**THE EXERCISE:** Render every line of the entries below as a Markdown table with the columns "No." and "Line", numbering rows in order and omitting blank lines.

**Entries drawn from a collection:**
◆ ◆ ◆ ◆

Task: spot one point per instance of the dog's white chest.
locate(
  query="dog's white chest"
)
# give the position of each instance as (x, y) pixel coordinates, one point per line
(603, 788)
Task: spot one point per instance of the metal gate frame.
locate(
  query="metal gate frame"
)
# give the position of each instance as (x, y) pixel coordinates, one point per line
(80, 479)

◆ ◆ ◆ ◆

**COMPLETE RESPONSE:**
| No. | Line |
|---|---|
| 1 | Task: spot one point per instance of the dog's white chest. |
| 2 | locate( |
| 3 |   query="dog's white chest" |
| 4 | ) |
| 5 | # give the position of each instance as (x, y) pixel coordinates, one point per line |
| 6 | (603, 788) |
| 7 | Task: spot one point per instance of the metal gate frame. |
| 8 | locate( |
| 9 |   query="metal gate frame" |
| 10 | ) |
| 11 | # give the position of each instance as (x, y) pixel coordinates, one point per line |
| 12 | (80, 479) |